◆ **Your goal**:
Nothing in the records should be left out; transcribe them exactly.

◆ **Material supplied**:
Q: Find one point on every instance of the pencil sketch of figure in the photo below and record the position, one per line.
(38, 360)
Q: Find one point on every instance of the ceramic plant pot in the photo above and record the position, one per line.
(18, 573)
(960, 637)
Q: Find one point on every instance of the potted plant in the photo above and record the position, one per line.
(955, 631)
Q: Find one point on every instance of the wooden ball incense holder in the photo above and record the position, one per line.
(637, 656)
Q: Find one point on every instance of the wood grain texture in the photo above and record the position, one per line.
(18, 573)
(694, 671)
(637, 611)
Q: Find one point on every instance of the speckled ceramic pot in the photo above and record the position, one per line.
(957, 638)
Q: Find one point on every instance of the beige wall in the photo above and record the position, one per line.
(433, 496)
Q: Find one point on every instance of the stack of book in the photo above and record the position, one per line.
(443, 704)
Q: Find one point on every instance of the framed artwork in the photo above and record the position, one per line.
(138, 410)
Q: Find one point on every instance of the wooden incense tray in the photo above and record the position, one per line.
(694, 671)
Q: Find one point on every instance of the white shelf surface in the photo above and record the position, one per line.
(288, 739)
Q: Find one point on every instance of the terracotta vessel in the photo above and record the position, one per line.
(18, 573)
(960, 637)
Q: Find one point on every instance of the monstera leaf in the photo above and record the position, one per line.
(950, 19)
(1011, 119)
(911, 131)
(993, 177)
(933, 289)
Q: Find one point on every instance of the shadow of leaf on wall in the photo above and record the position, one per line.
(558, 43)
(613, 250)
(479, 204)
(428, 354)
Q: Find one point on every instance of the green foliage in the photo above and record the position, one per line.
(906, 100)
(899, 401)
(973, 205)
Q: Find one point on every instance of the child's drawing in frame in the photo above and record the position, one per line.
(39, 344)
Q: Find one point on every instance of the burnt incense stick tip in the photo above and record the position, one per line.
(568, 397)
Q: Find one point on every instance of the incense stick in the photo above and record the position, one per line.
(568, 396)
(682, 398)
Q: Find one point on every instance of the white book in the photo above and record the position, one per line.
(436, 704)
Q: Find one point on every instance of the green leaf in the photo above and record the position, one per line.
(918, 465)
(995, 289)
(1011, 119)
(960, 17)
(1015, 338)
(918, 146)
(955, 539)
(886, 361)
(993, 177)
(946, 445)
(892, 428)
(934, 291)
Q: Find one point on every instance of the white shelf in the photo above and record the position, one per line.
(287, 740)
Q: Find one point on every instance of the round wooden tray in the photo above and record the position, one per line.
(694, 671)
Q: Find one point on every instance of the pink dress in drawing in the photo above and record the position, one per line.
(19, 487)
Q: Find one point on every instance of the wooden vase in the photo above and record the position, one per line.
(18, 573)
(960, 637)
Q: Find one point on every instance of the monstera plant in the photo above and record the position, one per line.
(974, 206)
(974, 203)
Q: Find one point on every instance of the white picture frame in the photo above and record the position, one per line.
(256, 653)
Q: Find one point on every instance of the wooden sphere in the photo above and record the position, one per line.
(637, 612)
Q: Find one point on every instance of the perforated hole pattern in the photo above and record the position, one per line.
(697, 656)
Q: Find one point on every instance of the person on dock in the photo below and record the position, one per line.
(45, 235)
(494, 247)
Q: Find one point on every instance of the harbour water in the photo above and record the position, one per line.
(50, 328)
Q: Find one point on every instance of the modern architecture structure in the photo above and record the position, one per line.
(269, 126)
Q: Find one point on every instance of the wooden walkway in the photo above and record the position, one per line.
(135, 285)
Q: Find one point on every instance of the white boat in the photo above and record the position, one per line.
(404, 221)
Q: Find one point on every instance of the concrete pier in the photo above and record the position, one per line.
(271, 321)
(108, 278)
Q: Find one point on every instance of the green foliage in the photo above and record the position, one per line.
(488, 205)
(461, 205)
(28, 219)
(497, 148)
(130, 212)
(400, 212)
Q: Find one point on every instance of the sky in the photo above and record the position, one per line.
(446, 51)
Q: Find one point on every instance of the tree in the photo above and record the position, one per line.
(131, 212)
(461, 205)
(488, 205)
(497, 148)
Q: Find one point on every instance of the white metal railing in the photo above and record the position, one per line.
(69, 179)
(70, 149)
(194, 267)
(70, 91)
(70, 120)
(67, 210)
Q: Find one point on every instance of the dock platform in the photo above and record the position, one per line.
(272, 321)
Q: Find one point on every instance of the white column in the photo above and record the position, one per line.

◆ **Task output**:
Q: Find one point on every instance of the pencil sketch of figure in the photo below and record the position, one per line.
(38, 360)
Q: Find one point on every instance of the ceramic plant pot in the photo above and record the position, one per line.
(18, 573)
(960, 637)
Q: Find one point on every instance of the potted plant in the photo above and record the position, one per line.
(955, 631)
Q: Find one point on every instance of the wooden ball incense holder in the photo above and record the position, one per line.
(637, 656)
Q: Find one point on every instance of the wood grain texture in the photo above and record the position, one per line.
(18, 573)
(694, 671)
(637, 611)
Q: Find one point on every instance of the speckled ceramic pot in the photo above and record the position, one per line.
(957, 638)
Q: Find one point on every instance of the beige wall in the photo above and record the position, one per line.
(433, 496)
Q: Find one point on every instance of the stack of book in the photo above and record the position, one per line.
(443, 704)
Q: Find one point on every instance of the framed artwork in the photo above and record the position, one per line.
(138, 410)
Q: Find one point on every instance of the wooden incense tray in the photo above and record the position, one per line.
(694, 671)
Q: Find one point on every instance of the white shelf surface in the photo above and record the position, one per line.
(288, 739)
Q: Find one point on every instance of the terracotta vessel in the photo above and record the position, one per line.
(18, 573)
(960, 637)
Q: Find one point on every instance of the monstera leaf in the photo above and record the position, one per line.
(950, 19)
(1011, 119)
(911, 131)
(993, 177)
(933, 289)
Q: Find one point on every instance of the shadow of leaf on wall in the photo above and record the position, one per line.
(558, 43)
(613, 250)
(479, 204)
(428, 354)
Q: Find one point on every instance of the green foliage in the photo above and record the position, one per line.
(906, 100)
(899, 401)
(973, 205)
Q: Find one point on every instance of the child's drawing in frame in the photo above and record the position, one per line.
(39, 344)
Q: Find one point on every instance of the burnt incense stick tip in the photo above and record the position, one per line.
(568, 397)
Q: Find one point on every instance of the incense stick in the photo above and record the position, one per line.
(568, 396)
(682, 398)
Q: Find one point on every instance of the white book in the photo above and record the position, one per line.
(436, 704)
Q: Find one point on every instance of the green leaf in the photo above and record the position, one per line.
(918, 465)
(995, 289)
(1011, 119)
(960, 17)
(1015, 338)
(918, 146)
(955, 539)
(886, 361)
(993, 177)
(946, 445)
(892, 428)
(934, 291)
Q: Find one point on every instance of the white shelf in the photo above and record the position, one per line.
(287, 740)
Q: Find one point on every instance of the round wooden tray in the photo above and record the position, one per line.
(694, 671)
Q: Find one point on every instance of the pink dress in drawing in the photo above and record the position, one per line.
(19, 487)
Q: Find one point on every instance of the wooden vase in the photo above and record the position, one per line.
(18, 573)
(960, 637)
Q: Find one point on every instance of the monstera plant in the photo above and record the position, one per line.
(974, 206)
(974, 203)
Q: Find one point on every instance of the white picture frame in the photo above and record the position, one per line.
(256, 653)
Q: Find one point on every instance of the wooden sphere in the photo above and record the position, one per line.
(637, 612)
Q: Find one point on every instance of the perforated hole pattern in the photo above and record the position, one per line.
(697, 656)
Q: Find one point on every instance of the person on dock in the photo below and record the position, one per line.
(45, 235)
(494, 247)
Q: Find one point on every instance of the harbour water in the photo above and record the position, one per line.
(50, 328)
Q: Find one point on every instance of the modern architecture structure in the photo above and record the position, one per line.
(269, 126)
Q: Find one point on every instance of the wooden walkway in the photo above and record the position, one per line.
(135, 285)
Q: Find one point on every instance of the white boat in the photo above and record the position, one per line.
(404, 221)
Q: Find one point on every instance of the concrete pier in the photo above and record the position, one per line.
(271, 321)
(108, 278)
Q: Find one point on every instance of the green foliage in the photo above and record the position, one per line.
(488, 205)
(461, 205)
(28, 219)
(497, 148)
(130, 212)
(400, 212)
Q: Find one point on every instance of the sky in the photo above and record the position, one per line.
(446, 51)
Q: Find one point on every instance of the tree in the photo above and record the position, one per line.
(131, 212)
(461, 205)
(488, 205)
(497, 148)
Q: Find one point on every instance of the white metal railing in the photo above and record the position, one per line.
(69, 179)
(70, 149)
(194, 267)
(70, 91)
(70, 120)
(67, 210)
Q: Find one point on every instance of the dock platform in the photo above and record the position, one per line.
(272, 321)
Q: Find one point on every instance of the white column in the photo above and record the position, one per line.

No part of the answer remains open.